◆ Passage given

By Judie Jacobson ~
WASHINGTON, D.C. – Dr. Uzi Rabi is director of the Moshe Dayan Center for Middle Eastern and African Studies at Tel Aviv University and also chairs the university’s Department of Middle Eastern and African History. His areas of specialization include the modern history of states and societies in the Persian Gulf, state building in the Middle East, oil and politics in the Middle East, Iranian/Arab relations and Sunni/Shiite tensions.
Previously, Rabi served as vice director of the S. Daniel Abraham for Regional and International Studies at Tel Aviv University. He is regularly invited by the Knesset to deliver updates and briefings on current developments in the Middle East.
Rabi discussed Israel’s possible response to the continuing threat of a nuclear Iran, as well as other issues relating to the Middle East, in a conference call with journalists, hosted by The Israel Project.
Q: Can you start by giving us a quick synopsis of what is happening today in the Middle East?
A: I would say that 2011 was really a dramatic year in the Middle East. We had the phenomenon of the Arab Spring; barriers of fear collapse and new formulas for who will rule are in the making. We have to just stay put because this is not the end – we are in the middle of the process. I think that some other Arab states, including monarchies, are not immune when it comes to the winds of the Arab Spring. We should also be aware of what I call the geo-strategic revolution in the Middle East. Arab states are getting weaker and we have non-Arab players coming to the fore – especially Turkey and Iran. So, we have a very different Middle East than what we had in the 20th century and those who deal with the Middle East must be equipped with a different set of tools and insights, because many of the tools and insights we used in the previous century are not valid anymore.
Q: Would it be better for Israel to continue its black ops, using special forces and stealth against Iran, as opposed to an all out massive bombing on its nuclear sites?
A: All the activities you mentioned are related to what we call the “shadow war,” and Israel, it would be safe to guess, is already there — maybe with other parties — in the war against Iran. In 2012, we are getting into a kind of very strict timetable. There are many declarations coming from Israeli top officials saying that August or September is the month when we will cross the point of no return in terms of the nuclear program. I do believe that Israel should actually further examine all other methods before actually launching an attack.
Q: We keep hearing that sanctions “are beginning to bite” – but we don’t see any sign that sanctions are having any effect in the way that really matters, which is slowing down Iran’s nuclear program. Do you still think they might have the desired effect if they’re harsh enough?

◆ Provided records
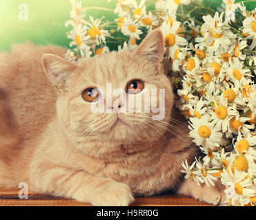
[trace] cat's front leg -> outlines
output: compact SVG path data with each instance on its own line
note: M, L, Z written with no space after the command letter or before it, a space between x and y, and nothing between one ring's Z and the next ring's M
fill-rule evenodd
M134 198L128 185L59 166L38 168L30 173L30 189L70 197L93 206L126 206Z
M223 187L217 185L208 187L206 184L201 184L199 186L193 179L189 178L181 183L177 193L188 195L215 206L221 205L226 200L225 194Z

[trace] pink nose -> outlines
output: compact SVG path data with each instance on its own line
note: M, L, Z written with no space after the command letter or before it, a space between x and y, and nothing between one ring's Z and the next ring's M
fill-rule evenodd
M115 101L112 105L112 109L116 112L118 113L121 108L124 106L124 104L121 104L121 101L117 100Z

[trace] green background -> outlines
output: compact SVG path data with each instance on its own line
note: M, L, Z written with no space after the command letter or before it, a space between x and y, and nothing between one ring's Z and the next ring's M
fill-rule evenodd
M81 1L81 0L80 0ZM219 6L222 0L206 0L212 7ZM104 7L114 9L117 0L81 0L83 7ZM19 6L28 6L28 19L19 19ZM248 9L256 7L256 2L246 3ZM54 44L68 47L68 28L65 22L70 18L71 4L69 0L0 0L0 51L10 50L12 43L31 41L37 45ZM89 10L88 15L95 18L104 16L112 21L113 12Z

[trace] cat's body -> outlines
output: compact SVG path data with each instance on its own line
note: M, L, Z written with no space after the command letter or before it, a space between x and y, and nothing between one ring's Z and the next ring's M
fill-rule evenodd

◆ Challenges
a - In the interview with Uzi Rabi, which two non-Arab players does he say are coming to the fore in the Middle East?
b - Please decide whether each statement agrees with the interview with Uzi Rabi, answering yes or no and quoting the deciding words: (i) Rabi chairs Tel Aviv University's Department of Middle Eastern and African History. (ii) Rabi thinks Israel should attack before looking at other methods. (iii) The conference call was hosted by the Knesset.
c - In the interview with Uzi Rabi, turn the paragraph beginning "I would say that 2011 was really a dramatic year" into a short list of its main points.
The material can be left aside here.

◆ Responses to the exercise
a - Turkey and Iran.

b -
(i) Yes: "also chairs the university’s Department of Middle Eastern and African History"
(ii) No: "I do believe that Israel should actually further examine all other methods before actually launching an attack."
(iii) No: "hosted by The Israel Project"

c -
- 2011 was a dramatic year in the Middle East, marked by the Arab Spring.
- Barriers of fear collapsed, and new formulas for who will rule are taking shape.
- The process is not over, and other Arab states, including monarchies, are not immune.
- A geo-strategic revolution is under way: Arab states are weakening while non-Arab players, especially Turkey and Iran, are coming to the fore.
- The region differs from that of the 20th century, so many older tools and insights no longer apply.